> [PASSAGE]
•••

UNITED STATES

SECURITIES AND EXCHANGE COMMISSION

Washington, D.C. 20549

 

FORM 8-K

 

CURRENT REPORT

 

Pursuant to Section 13 or 15(d) of the

Securities Exchange Act of 1934

 

Date of Report (Date of earliest event reported) October 13, 2005

 

OCCIDENTAL PETROLEUM CORPORATION

(Exact name of registrant as specified in its charter)

 

Delaware

1-9210

95-4035997

(State or other jurisdiction
of incorporation)

(Commission
File Number)

(I.R.S. Employer
Identification No.)

 

 

 

10889 Wilshire Boulevard
 Los Angeles, California


90024

(Address of principal executive offices)

(ZIP code)

 

 

Registrant’s telephone number, including area code:

(310) 208-8800

 

 


Check the appropriate box below if the Form 8-K is intended to simultaneously satisfy the filing obligation of the Registrant under any of the following provisions (see General Instruction A.2. below):

 

[ X

] Written communications pursuant to Rule 425 under the Securities Act (17 CFR 230.425)

 

[

] Soliciting material pursuant to Rule 14a-12 under the Exchange Act (17 CFR 240.14a-12)

•••

Lines of data
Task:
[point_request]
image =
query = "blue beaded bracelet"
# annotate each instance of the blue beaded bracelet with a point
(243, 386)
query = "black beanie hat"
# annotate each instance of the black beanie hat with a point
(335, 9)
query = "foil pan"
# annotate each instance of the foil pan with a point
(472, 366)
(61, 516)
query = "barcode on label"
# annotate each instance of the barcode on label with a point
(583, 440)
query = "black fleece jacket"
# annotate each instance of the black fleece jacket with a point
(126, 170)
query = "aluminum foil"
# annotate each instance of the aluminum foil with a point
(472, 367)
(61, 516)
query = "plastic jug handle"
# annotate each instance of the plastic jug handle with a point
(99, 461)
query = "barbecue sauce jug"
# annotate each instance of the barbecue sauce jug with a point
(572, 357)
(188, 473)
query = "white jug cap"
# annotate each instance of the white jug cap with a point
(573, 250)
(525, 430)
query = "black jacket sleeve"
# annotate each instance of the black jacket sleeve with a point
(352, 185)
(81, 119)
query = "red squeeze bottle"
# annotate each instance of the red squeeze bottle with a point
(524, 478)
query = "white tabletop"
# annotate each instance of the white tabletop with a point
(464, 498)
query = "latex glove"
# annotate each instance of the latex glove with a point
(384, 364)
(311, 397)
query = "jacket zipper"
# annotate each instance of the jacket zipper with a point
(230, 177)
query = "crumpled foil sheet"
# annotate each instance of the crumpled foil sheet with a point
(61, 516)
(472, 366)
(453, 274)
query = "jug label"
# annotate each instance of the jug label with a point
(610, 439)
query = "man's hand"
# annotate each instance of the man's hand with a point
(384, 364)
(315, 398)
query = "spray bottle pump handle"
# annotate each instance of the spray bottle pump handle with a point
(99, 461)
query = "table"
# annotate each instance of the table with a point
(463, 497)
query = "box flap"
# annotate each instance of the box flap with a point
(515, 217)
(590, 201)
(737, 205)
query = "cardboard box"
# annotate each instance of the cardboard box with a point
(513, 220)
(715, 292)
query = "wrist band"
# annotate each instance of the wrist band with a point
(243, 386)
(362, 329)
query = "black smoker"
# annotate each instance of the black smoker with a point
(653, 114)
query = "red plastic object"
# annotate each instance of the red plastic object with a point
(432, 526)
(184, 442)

•••

> [TASK LIST]
- a) In the filing cover page, what state is given as the registrant's jurisdiction of incorporation?
- b) Echo the filing cover page from "Check the appropriate" to "(17 CFR 230.425)".

> [WRITTEN ANSWERS]
- a) Delaware

- b)
Check the appropriate box below if the Form 8-K is intended to simultaneously satisfy the filing obligation of the Registrant under any of the following provisions (see General Instruction A.2. below):

 

[ X

] Written communications pursuant to Rule 425 under the Securities Act (17 CFR 230.425)